Source document:

◇ ◇ ◇ ◇ ◇

IN THE SUPERIOR COURT OF JUDICATURE
IN THE SUPREME COURT
CORAM: DOTSE, JSC (PRESIDING)
DORDZIE (MRS.), JSC
OWUSU (MS), JSC
18TH MARCH, 2020
HIGH COURT, ACCRA (LAND DIVISION) ……... 1ST RESPONDENT
LANDS COMMISSION …….. 2ND RESPONDENT
EX-PARTE: UT PROPERTIES LIMITED …….. APPLICANT
1. NII ANNANG NUKPA FAMILY
2. DANIEL TETTEY COMMEY
3. ROBERT TETTEY MENSAH …….. INTERESTED PARTIES
On the 10th of March 2020, this court allowed an application at the instance of the Applicants herein in which they sought an order of Certiorari directed at the Ruling of the High Court, (Land Division) Accra, Coram Eric Baah J dated 15th day of April 2014 in Suit No. FAL 291/11 intitutled Robert Tettey Mensah and 2 Others v Seargent Abdulai Bawa and 7 Others and also a further order of Certiorari directed to the Registrar of Land Title Registry, Lands Commission, for cancellation of Land Title Registration Certificate No. TD 13285 and restoration of Land Certificate No. TD 9221.
The grounds of the said application are:-
- Breach of the Rules of natural justice
In support of the above ground, the Applicants allege that the High Court, Land Division Accra, presided over by the Judge referred to supra in the said Suit on 15th April 2014 breached the rules of natural justice to wit, the “audi alteram partem rule” when he delivered a ruling in the matter intitutled Robert Tettey Mensah and 2 others v Seargent Abdulai Bawa and 7 Others in Suit No. FAL 291/11 and made orders directing the cancellation of the Applicant’s Land Title Certificate No. TD 9221 without giving the Applicants an opportunity to be heard.
2. Wednesbury Principle
The Registrar of the Land Title Registry, of the Lands Commission improperly exercised his powers of cancellation when he purportedly cancelled Land Title Certificate No. TD 9221 belonging to the Applicant who was neither a party to the Suit No. FAL 291/11 which produced the Ruling referred to supra that the Lands Commission purportedly relied upon to cancel Land Title Certificate No. TD 9221 in terms of the Wednesbury principle.
In an affidavit sworn to by one Naomi Asantewa Effah, the Managing Director of the Applicant company, she deposed to the following facts as follows:-
- That the Applicants as a real estate development company are the owners of a 45 acre tract of land situate at Sasaabi (Oyibi) covered by Land Certificate No. TD 9221.
- The 2nd Interested Party herein, are the allodial owners of a large tract of land at Sasaabi near Dodowa a portion of which is covered by Land Certificate No. TD 9221.
- The 2nd and 3rd Interested Parties are all principal members of the 1st Interested Party family and that the 3rd Interested Party was at a point in time the head of the 1st Interested party family, and particularly at the material time that the land was conveyed to the Applicant company.
- The Applicant contended that, sometime in December 2018, it came to its attention that the 2nd Respondent had commenced processes aimed at cancelling the land certificate No. TD 9221 which was in the name of the Applicants.
- The Applicants as estate developers had developed portions of the land they acquired from the Interested Parties into residential properties.

◇ ◇ ◇ ◇ ◇

Recorded information:
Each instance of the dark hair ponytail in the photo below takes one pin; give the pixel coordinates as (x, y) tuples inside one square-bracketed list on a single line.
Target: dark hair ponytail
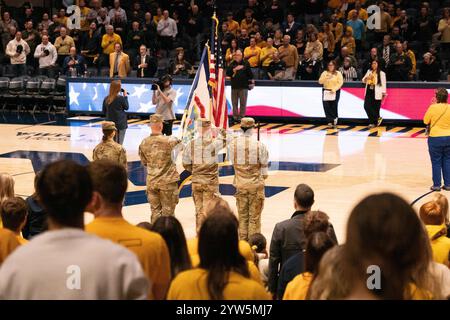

◇ ◇ ◇ ◇ ◇

Brief A: How big is the tract of land at Sasaabi (Oyibi) that the Applicant company owns, according to the court ruling?
Brief B: Extend the court ruling on the Land Certificate No. TD 9221 dispute, picking up right after its last sentence.
The lines have nothing to do with the court ruling.

Response A: 45 acres.

Response B:
- It soon came to the attention of the Applicants through its clients who had purchased their developed properties on the land through searches conducted at the Lands Commission that, the Alokoto Commey family of which the 2nd Interested Party was head of family were the owners of the land instead of the Applicants who were the holders of Land Certificate No. TD 9221.
- Enquiries by the Applicants revealed that, the 2nd Respondents, (Lands Commission) had unilaterally and without any recourse to the Applicant cancelled its Land Certificate numbered TD 9221 and issued in its place Land Certificate No. TD 13285 to the family of the 2nd Interested Party.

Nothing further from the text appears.